— BEGIN —

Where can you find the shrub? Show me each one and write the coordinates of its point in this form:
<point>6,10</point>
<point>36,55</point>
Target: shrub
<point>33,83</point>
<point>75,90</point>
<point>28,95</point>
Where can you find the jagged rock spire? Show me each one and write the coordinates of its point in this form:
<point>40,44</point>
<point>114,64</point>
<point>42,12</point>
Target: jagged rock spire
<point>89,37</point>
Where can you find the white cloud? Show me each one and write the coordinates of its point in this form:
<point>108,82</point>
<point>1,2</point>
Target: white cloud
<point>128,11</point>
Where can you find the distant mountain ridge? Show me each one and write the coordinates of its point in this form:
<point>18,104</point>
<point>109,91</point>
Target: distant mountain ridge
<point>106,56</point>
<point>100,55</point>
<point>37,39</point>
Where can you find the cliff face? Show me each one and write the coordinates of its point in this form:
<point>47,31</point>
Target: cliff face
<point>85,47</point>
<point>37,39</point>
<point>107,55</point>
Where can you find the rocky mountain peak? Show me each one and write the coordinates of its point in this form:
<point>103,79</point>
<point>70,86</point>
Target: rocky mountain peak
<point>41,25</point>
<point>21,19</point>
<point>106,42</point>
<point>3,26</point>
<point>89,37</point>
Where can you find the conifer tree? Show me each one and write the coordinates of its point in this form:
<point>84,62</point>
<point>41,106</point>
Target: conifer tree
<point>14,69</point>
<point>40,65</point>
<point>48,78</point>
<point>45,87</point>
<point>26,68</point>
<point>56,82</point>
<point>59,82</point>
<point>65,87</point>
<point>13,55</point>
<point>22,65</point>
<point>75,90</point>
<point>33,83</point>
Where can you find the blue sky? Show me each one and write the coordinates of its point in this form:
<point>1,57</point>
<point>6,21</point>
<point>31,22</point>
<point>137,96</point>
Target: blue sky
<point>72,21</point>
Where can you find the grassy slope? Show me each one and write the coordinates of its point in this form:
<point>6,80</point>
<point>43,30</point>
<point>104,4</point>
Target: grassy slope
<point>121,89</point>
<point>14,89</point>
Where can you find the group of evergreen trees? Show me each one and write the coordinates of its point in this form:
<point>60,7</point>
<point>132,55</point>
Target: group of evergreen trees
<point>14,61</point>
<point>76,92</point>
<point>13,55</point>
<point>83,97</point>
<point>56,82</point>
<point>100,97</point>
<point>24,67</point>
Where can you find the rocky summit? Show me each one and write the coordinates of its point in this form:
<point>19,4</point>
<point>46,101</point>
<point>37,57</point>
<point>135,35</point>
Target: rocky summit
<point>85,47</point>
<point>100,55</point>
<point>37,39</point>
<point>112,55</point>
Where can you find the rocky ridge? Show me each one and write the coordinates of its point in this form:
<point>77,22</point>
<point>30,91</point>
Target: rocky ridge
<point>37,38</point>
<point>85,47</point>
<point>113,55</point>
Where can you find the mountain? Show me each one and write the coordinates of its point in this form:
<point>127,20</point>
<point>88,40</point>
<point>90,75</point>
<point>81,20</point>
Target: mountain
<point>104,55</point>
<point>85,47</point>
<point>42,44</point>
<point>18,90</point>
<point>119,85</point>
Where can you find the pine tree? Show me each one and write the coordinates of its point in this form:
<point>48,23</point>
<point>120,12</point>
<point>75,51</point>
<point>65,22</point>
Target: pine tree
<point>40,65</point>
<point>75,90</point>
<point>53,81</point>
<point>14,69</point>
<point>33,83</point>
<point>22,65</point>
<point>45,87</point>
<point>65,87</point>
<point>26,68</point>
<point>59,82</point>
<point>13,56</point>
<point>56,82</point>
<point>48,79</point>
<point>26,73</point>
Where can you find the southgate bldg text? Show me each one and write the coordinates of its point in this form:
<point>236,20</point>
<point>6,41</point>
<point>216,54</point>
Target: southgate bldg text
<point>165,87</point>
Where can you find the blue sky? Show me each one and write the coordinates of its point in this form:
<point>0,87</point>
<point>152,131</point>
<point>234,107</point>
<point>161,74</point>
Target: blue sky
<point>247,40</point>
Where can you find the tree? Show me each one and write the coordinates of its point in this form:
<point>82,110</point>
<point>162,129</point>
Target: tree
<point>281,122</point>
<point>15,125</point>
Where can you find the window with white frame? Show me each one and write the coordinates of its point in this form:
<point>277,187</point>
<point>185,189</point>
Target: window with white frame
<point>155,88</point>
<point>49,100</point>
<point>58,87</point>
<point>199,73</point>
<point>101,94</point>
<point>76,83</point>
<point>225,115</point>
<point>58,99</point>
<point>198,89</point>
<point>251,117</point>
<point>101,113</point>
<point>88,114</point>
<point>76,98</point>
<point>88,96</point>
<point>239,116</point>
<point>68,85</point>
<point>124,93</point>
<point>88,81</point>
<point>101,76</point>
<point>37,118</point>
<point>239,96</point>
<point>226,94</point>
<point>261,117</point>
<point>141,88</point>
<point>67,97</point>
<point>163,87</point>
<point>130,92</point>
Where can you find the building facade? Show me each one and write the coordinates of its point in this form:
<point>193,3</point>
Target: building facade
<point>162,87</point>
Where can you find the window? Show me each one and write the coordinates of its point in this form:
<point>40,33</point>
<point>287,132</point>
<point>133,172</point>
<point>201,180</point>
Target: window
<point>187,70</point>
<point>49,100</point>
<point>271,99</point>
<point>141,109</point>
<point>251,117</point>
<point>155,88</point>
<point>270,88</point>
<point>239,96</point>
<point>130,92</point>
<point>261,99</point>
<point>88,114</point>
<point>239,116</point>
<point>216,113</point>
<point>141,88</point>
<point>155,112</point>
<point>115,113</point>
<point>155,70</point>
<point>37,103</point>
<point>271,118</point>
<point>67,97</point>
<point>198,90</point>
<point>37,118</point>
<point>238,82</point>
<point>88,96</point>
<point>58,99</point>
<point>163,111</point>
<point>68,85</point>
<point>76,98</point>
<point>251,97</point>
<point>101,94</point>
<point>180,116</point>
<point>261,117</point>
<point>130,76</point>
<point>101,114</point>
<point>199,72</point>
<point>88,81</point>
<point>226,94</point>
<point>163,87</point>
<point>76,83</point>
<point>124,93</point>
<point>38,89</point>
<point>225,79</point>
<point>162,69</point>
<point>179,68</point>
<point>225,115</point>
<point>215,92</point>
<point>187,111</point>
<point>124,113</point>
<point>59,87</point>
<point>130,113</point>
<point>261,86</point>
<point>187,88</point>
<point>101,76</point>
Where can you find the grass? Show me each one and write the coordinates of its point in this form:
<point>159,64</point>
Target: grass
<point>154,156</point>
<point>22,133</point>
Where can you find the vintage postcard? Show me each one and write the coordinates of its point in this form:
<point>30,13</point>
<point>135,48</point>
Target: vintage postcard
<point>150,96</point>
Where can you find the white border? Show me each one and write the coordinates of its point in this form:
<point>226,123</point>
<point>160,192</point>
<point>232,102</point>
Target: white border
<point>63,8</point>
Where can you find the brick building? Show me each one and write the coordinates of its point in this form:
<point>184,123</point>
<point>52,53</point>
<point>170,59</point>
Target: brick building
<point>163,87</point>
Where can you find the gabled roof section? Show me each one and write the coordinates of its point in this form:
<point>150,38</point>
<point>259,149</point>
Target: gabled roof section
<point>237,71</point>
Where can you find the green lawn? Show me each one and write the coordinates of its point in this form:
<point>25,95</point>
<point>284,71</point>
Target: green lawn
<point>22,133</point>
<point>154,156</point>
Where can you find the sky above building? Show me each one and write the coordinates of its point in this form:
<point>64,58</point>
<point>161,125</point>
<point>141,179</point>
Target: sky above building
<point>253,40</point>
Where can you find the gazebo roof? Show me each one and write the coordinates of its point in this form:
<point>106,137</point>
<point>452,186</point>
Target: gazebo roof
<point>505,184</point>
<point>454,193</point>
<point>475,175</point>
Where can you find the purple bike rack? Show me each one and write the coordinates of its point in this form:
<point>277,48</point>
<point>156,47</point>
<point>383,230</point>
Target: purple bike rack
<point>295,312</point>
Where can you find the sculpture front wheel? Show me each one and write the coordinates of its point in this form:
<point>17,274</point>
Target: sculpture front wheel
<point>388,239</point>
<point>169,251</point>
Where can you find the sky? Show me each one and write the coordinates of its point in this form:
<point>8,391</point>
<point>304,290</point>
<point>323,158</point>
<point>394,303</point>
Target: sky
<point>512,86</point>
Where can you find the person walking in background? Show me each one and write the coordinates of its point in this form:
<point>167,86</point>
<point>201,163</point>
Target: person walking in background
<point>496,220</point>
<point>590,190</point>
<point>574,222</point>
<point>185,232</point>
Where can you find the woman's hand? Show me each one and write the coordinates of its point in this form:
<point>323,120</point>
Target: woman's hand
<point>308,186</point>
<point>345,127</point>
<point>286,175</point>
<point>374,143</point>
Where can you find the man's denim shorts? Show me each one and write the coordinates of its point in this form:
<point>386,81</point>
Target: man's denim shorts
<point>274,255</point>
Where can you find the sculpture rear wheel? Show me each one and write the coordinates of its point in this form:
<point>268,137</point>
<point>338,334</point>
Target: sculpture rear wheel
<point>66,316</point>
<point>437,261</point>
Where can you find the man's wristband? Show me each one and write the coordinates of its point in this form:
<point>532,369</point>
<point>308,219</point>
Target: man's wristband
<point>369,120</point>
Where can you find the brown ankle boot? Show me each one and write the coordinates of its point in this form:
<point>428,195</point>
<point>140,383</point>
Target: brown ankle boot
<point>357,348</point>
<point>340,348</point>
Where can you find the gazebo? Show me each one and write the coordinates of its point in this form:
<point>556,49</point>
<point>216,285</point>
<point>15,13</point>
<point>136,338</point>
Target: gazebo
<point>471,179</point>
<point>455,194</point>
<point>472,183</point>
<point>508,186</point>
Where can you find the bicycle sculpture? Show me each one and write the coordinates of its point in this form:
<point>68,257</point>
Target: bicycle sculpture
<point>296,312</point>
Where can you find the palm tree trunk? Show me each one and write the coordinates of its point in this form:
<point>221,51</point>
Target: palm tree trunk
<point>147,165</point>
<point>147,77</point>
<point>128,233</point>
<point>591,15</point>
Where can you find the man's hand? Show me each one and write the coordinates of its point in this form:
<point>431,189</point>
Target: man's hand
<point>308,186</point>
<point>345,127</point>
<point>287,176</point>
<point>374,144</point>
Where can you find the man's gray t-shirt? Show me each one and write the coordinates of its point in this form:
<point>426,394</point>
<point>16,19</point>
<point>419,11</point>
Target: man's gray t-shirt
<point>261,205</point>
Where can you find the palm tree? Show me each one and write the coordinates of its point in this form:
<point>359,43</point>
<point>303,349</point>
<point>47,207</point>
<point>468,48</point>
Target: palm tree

— END —

Directions: Can you write out the listing again, starting with the line with "Where can you find the grass?" and going on through the line with "<point>150,96</point>", changing "vintage postcard" to "antique postcard" and keeping everything else the same?

Exercise solution:
Where can you find the grass? Show me each one and write the coordinates of its point in this form:
<point>159,64</point>
Target: grass
<point>154,156</point>
<point>22,133</point>
Where can you find the antique postcard? Show me each one and write the coordinates of its point in this form:
<point>30,13</point>
<point>135,48</point>
Target: antique postcard
<point>150,96</point>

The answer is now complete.